[MATERIAL FOR THIS TASK start]

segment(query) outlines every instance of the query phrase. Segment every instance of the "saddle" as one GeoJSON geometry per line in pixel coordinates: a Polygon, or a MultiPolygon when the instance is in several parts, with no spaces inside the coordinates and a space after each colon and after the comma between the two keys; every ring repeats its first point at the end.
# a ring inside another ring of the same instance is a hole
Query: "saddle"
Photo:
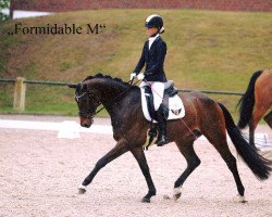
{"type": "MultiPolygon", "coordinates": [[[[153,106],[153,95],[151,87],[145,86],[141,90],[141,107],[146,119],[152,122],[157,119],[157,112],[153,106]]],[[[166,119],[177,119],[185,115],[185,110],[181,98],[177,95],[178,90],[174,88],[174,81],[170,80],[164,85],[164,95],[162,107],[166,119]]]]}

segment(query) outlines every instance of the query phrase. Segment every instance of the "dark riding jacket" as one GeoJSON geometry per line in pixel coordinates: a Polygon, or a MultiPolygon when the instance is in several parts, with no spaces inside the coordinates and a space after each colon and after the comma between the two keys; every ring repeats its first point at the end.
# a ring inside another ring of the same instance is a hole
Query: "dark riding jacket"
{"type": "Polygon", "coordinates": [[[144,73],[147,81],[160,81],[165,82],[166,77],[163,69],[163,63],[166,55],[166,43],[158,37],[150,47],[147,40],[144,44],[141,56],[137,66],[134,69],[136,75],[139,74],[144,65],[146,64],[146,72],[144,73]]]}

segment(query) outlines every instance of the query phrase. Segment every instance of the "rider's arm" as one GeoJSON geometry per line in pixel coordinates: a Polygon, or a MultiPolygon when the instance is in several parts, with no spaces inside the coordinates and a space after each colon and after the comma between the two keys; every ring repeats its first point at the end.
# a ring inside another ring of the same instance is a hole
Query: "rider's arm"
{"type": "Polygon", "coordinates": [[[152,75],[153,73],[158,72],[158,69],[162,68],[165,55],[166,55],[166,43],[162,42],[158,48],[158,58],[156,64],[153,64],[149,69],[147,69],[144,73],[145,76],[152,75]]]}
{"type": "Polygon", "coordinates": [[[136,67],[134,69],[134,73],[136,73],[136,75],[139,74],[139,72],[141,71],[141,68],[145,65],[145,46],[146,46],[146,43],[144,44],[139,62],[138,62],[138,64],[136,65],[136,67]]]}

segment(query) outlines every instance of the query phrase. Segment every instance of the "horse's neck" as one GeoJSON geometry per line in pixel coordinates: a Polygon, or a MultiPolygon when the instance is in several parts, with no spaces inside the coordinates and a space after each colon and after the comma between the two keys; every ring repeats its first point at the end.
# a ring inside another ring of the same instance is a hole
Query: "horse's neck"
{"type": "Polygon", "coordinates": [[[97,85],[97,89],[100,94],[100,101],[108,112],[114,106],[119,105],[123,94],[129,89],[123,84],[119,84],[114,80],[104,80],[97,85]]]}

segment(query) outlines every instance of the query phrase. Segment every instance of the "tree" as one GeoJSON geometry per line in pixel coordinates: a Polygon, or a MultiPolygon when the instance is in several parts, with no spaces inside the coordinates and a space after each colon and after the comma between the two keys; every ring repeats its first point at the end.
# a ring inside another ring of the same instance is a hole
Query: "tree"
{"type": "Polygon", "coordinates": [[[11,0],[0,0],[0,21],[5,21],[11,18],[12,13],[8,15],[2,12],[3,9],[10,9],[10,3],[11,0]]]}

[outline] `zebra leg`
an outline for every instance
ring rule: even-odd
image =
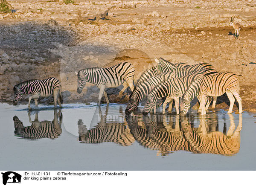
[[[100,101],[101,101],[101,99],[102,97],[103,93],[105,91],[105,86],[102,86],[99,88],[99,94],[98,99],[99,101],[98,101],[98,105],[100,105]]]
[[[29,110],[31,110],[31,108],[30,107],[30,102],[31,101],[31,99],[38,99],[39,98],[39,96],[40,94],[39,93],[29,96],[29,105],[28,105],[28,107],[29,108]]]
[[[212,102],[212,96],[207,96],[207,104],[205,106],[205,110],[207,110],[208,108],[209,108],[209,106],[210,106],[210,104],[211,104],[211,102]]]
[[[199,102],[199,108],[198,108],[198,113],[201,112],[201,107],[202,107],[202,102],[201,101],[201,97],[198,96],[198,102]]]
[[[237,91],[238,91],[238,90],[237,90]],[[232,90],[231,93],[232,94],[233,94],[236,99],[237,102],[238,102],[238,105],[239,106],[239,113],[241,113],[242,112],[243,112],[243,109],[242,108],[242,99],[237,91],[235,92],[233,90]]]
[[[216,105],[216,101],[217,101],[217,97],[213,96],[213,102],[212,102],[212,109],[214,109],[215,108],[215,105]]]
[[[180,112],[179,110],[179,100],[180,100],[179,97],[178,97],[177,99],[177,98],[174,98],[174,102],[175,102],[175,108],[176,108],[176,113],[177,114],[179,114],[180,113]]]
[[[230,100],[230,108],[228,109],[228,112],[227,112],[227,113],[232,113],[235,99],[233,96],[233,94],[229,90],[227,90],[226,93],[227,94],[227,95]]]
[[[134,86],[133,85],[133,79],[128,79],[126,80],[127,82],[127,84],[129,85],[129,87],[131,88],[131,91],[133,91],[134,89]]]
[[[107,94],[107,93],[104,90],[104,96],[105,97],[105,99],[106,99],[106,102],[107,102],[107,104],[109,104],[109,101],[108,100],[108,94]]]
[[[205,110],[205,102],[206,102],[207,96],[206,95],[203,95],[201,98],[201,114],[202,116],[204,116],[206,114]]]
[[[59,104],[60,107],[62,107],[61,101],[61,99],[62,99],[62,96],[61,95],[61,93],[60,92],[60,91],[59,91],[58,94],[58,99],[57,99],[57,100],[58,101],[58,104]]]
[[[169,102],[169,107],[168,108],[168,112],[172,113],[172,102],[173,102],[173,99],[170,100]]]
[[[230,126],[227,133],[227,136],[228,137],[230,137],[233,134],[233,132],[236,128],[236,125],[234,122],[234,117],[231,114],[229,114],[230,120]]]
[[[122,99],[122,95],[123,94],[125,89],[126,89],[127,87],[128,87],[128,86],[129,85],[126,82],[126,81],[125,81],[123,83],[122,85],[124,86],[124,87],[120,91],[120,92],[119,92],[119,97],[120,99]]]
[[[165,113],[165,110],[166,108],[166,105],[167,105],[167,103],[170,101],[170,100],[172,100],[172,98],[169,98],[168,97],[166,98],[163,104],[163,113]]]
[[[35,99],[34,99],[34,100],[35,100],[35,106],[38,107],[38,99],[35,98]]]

[MATERIAL FOR THIS TASK end]

◆ WRITTEN PROBLEM: Output, exactly, all the records above; include no pictures.

◆ OUTPUT FOR THIS EXERCISE:
segment(query) outlines every instance of the query phrase. Segment every instance of the "saddle" as one GeoJSON geometry per line in pixel coordinates: a Polygon, or a MultiPolygon when the instance is in several parts, with no spaces inside the coordinates and a space after each colon and after the comma between the two keys; every ring repeats its first point at the end.
# a ring inside another ring of the same instance is a hole
Query: "saddle"
Photo:
{"type": "MultiPolygon", "coordinates": [[[[153,106],[153,95],[151,87],[145,86],[141,90],[141,107],[146,119],[152,122],[157,119],[157,112],[153,106]]],[[[166,119],[177,119],[185,115],[185,110],[181,98],[177,95],[178,90],[174,88],[174,81],[170,80],[164,85],[164,95],[162,107],[166,119]]]]}

segment(query) outlines every instance of the query phrase. Segment every instance of the "dark riding jacket" as one GeoJSON geometry per line in pixel coordinates: a Polygon, or a MultiPolygon when the instance is in several parts, with no spaces inside the coordinates and a space after each colon and after the comma between the two keys; every ring repeats its first point at the end.
# a ring inside another ring of the same instance is a hole
Query: "dark riding jacket"
{"type": "Polygon", "coordinates": [[[144,73],[147,81],[160,81],[165,82],[166,77],[163,69],[163,63],[166,55],[166,43],[158,37],[150,47],[147,40],[144,44],[141,56],[137,66],[134,69],[136,75],[139,74],[144,65],[146,64],[146,72],[144,73]]]}

segment(query) outlines every instance of the query phrase. Segment every instance of the "rider's arm" as one GeoJSON geometry per line in pixel coordinates: a Polygon, or a MultiPolygon when the instance is in several parts, with no spaces inside the coordinates and a space after each colon and after the comma between the two keys; every ring repeats its first point at the end.
# a ring inside another ring of the same instance is a hole
Query: "rider's arm"
{"type": "Polygon", "coordinates": [[[152,75],[153,73],[158,72],[158,69],[162,68],[165,55],[166,55],[166,43],[162,42],[158,48],[158,58],[156,64],[153,64],[149,69],[147,69],[144,73],[145,76],[152,75]]]}
{"type": "Polygon", "coordinates": [[[136,67],[134,69],[134,73],[136,73],[136,75],[139,74],[139,72],[141,71],[141,68],[145,65],[145,46],[146,46],[146,43],[144,44],[139,62],[138,62],[138,64],[136,65],[136,67]]]}

segment(query) outlines every instance of the query phrase. Segment every instance of the "horse's neck" as one GeoJSON geometry per line in pixel coordinates: a Polygon, or a MultiPolygon when the instance is in several parts, with no spaces inside the coordinates and a space after each colon and after the comma between the two keys; every ring repeats its first point at the end.
# a ring inside another ring of the same instance is a hole
Query: "horse's neck"
{"type": "Polygon", "coordinates": [[[97,85],[97,89],[100,94],[100,101],[108,112],[114,106],[119,105],[123,94],[129,89],[123,84],[119,84],[114,80],[104,80],[97,85]]]}

segment(query) outlines every instance of the query phrase. Segment every instance of the "tree" as one GeoJSON geometry per line in pixel coordinates: a Polygon, or a MultiPolygon when the instance is in several parts, with no spaces inside the coordinates and a space after each colon and after the comma between the two keys; every ring repeats its first point at the end.
# a ring inside another ring of the same instance is a hole
Query: "tree"
{"type": "Polygon", "coordinates": [[[11,0],[0,0],[0,21],[5,21],[11,18],[12,13],[8,15],[2,12],[3,9],[10,9],[10,3],[11,0]]]}

[outline] `zebra leg`
an outline for every instance
ring rule: even-odd
image =
[[[100,101],[101,101],[101,99],[102,97],[103,93],[105,91],[105,86],[102,86],[99,88],[99,94],[98,99],[99,101],[98,101],[98,105],[100,105]]]
[[[29,110],[31,110],[31,108],[30,107],[30,102],[31,101],[31,99],[38,99],[39,98],[39,96],[40,94],[39,93],[29,96],[29,105],[28,105],[28,107],[29,108]]]
[[[212,102],[212,96],[207,96],[207,104],[205,106],[205,110],[207,110],[208,108],[209,108],[209,106],[210,106],[210,104],[211,104],[211,102]]]
[[[199,102],[199,108],[198,108],[198,113],[201,112],[201,107],[202,107],[202,102],[201,101],[201,97],[198,96],[198,102]]]
[[[237,91],[238,91],[238,90],[237,90]],[[232,90],[231,93],[232,94],[233,94],[236,99],[237,102],[238,102],[238,105],[239,106],[239,113],[241,113],[242,112],[243,112],[243,109],[242,108],[242,99],[237,91],[235,92],[233,90]]]
[[[216,105],[216,101],[217,101],[217,97],[213,96],[213,102],[212,102],[212,109],[214,109],[215,108],[215,105]]]
[[[180,112],[179,110],[179,100],[180,100],[179,97],[178,97],[177,99],[177,98],[174,98],[174,102],[175,102],[175,108],[176,108],[176,113],[177,114],[179,114],[180,113]]]
[[[230,100],[230,108],[228,109],[228,112],[227,112],[227,113],[232,113],[235,99],[233,96],[233,94],[229,90],[227,90],[226,93],[227,94],[227,95]]]
[[[134,86],[133,85],[133,79],[128,79],[126,80],[127,82],[127,84],[129,85],[129,87],[131,88],[131,91],[133,91],[134,89]]]
[[[107,94],[107,93],[104,90],[104,96],[105,97],[105,99],[106,99],[106,102],[107,102],[107,104],[109,104],[109,101],[108,100],[108,94]]]
[[[205,110],[205,102],[206,102],[207,96],[206,95],[203,95],[201,98],[201,114],[202,116],[204,116],[206,114]]]
[[[59,104],[60,107],[62,107],[61,101],[61,99],[62,99],[62,96],[61,95],[61,93],[60,92],[60,91],[59,91],[58,94],[58,99],[57,99],[57,100],[58,101],[58,104]]]
[[[169,102],[169,107],[168,108],[168,112],[172,113],[172,102],[173,102],[173,99],[170,100]]]
[[[230,126],[227,133],[227,136],[228,137],[230,137],[233,134],[233,132],[236,128],[236,125],[234,122],[234,117],[231,114],[229,114],[230,120]]]
[[[122,99],[122,95],[123,94],[125,89],[126,89],[127,87],[128,87],[128,86],[129,85],[126,82],[126,81],[125,81],[123,83],[122,85],[124,86],[124,87],[120,91],[120,92],[119,92],[119,97],[120,99]]]
[[[165,113],[165,110],[166,108],[166,105],[167,105],[167,103],[170,101],[170,100],[172,100],[172,98],[169,98],[168,97],[166,98],[163,104],[163,113]]]
[[[35,99],[34,99],[34,100],[35,100],[35,106],[38,107],[38,99],[35,98]]]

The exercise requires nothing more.